(Provided text begins)
A total of 13 patients (5 males, 8 females, mean age 45 yr, range 29-63 yr) with biopsy-proven sarcoidosis, presented with acute symptoms of cough, dyspnea, and/or chest pain. Radiographic studies (conventional chest X-ray and high-resolution computed tomography [HRCT] scan) confirmed that eight sarcoid patients had radiologic stages I/II with no evidence of parenchymal fibrosis, and that five sarcoid patients had stages III/IV with bilateral nodular interstitial infiltrates and areas of fibrosis, honeycombing, and traction bronchiectasis. Three patients with stage I sarcoid had normal lung function; the remaining 10 patients had significant reductions in their lung volumes and carbon monoxide transfer factor. All 13 patients had high serum angiotensin converting enzyme levels, mean 95 ± 21 IU/liter (normal range 18-55). A total of 18 patients (10 males, 8 females, mean age 64 yr, range 46-81 yr) with IPF presented with cough and/or dyspnea (duration 7 ± 4 mo), bilateral basal to midzone crackles, and radiographic bilateral interstitial fibrosis, supported by pathognomonic HRCT scan patterns of varying degrees of reticular infiltrates, diffuse honeycombing, and sparse ground-glass pacification in a predominantly subpleural and basal distribution. Of the 18 patients, 14 had lung biopsies, with histologic confirmation of usual interstitial pneumonia. All 18 IPF patients showed significant reduction in total lung capacity and transfer factor.
(Provided text ends)
(Input data begins)
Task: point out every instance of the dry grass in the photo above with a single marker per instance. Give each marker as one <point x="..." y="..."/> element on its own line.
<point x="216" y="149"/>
(Input data ends)
## About this exercise
Please decide whether each statement below agrees with the sarcoidosis and IPF patient text, answering yes or no and quoting the deciding words. 1. All 13 sarcoidosis patients had reduced lung function. 2. Of the 18 IPF patients, 14 had lung biopsies. 3. The IPF patients had a mean age of 45 years.

## Result of the task
1. No: "Three patients with stage I sarcoid had normal lung function"
2. Yes: "Of the 18 patients, 14 had lung biopsies"
3. No: "10 males, 8 females, mean age 64 yr"